Prompt:
Each entry below should be reproduced character for character.

Material provided:
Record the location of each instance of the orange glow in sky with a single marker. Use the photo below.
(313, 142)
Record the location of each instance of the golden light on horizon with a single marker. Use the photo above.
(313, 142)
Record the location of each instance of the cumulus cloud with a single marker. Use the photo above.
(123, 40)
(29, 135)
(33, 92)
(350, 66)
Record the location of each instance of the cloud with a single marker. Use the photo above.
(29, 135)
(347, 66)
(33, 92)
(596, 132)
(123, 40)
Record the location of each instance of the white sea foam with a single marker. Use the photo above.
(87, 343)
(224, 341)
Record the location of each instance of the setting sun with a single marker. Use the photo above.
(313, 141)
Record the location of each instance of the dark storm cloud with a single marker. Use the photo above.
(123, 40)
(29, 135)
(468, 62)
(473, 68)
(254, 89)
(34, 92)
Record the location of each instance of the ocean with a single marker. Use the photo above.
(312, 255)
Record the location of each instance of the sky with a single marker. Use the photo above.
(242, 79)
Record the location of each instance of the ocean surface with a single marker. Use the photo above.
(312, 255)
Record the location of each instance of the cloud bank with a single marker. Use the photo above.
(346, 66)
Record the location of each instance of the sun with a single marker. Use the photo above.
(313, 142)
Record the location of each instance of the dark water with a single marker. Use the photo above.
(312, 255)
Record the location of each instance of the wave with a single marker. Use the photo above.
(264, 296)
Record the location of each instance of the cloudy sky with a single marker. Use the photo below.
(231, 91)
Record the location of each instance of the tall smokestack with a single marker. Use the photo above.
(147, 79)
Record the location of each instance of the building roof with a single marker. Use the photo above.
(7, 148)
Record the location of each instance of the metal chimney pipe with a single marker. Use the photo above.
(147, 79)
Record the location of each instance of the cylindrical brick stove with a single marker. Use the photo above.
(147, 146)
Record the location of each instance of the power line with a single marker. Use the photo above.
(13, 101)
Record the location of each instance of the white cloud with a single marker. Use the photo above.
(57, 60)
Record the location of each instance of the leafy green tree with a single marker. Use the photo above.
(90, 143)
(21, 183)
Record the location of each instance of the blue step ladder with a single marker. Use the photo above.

Result of the exercise:
Record the location of each instance of the orange glow in sky with a single marker. Use the photo below.
(313, 142)
Record the location of each instance of the golden light on horizon with a single marker. Use the photo above.
(313, 142)
Record the location of each instance of the cumulus cloud with a single marker. Use the photo above.
(123, 40)
(29, 135)
(33, 92)
(350, 66)
Record the location of each instance of the cloud with a single marker. Use the photo above.
(29, 135)
(347, 66)
(33, 92)
(596, 132)
(123, 40)
Record the location of each instance of the white sea foam with a single marker. Use the photo above.
(87, 343)
(224, 341)
Record the location of each instance of the setting sun with a single marker. Use the photo above.
(313, 141)
Record the location of each instance of the dark storm cloud with a single marker. Use the photo above.
(123, 40)
(29, 135)
(468, 62)
(473, 68)
(254, 89)
(34, 92)
Record the location of each instance of the ocean with a single marker. Use the photo above.
(312, 255)
Record the location of each instance of the sky with a single marker. Use the photo above.
(242, 79)
Record the location of each instance of the ocean surface with a single marker. Use the photo above.
(312, 255)
Record the location of each instance of the cloud bank with a single marker. Use the photo above.
(346, 66)
Record the location of each instance of the sun with a single marker. Use the photo above.
(313, 142)
Record the location of each instance of the dark water with a single marker. Use the photo above.
(312, 255)
Record the location of each instance of the wave with a single marker. Use the photo above.
(264, 296)
Record the location of each instance of the cloudy sky with a single marker. Use the photo below.
(231, 91)
Record the location of each instance of the tall smokestack with a single marker. Use the photo above.
(147, 79)
Record the location of each instance of the building roof with a single marker. Use the photo above.
(7, 148)
Record the location of each instance of the metal chimney pipe with a single marker. Use the photo above.
(147, 79)
Record the location of each instance of the cylindrical brick stove with a single marker. Use the photo above.
(147, 146)
Record the location of each instance of the power line with a single marker. Use the photo above.
(13, 101)
Record the location of each instance of the white cloud with a single marker. Use the photo above.
(57, 60)
Record the location of each instance of the leafy green tree with a single marker. Use the photo above.
(90, 143)
(21, 183)
Record the location of each instance of the blue step ladder with a single marker. Use the photo above.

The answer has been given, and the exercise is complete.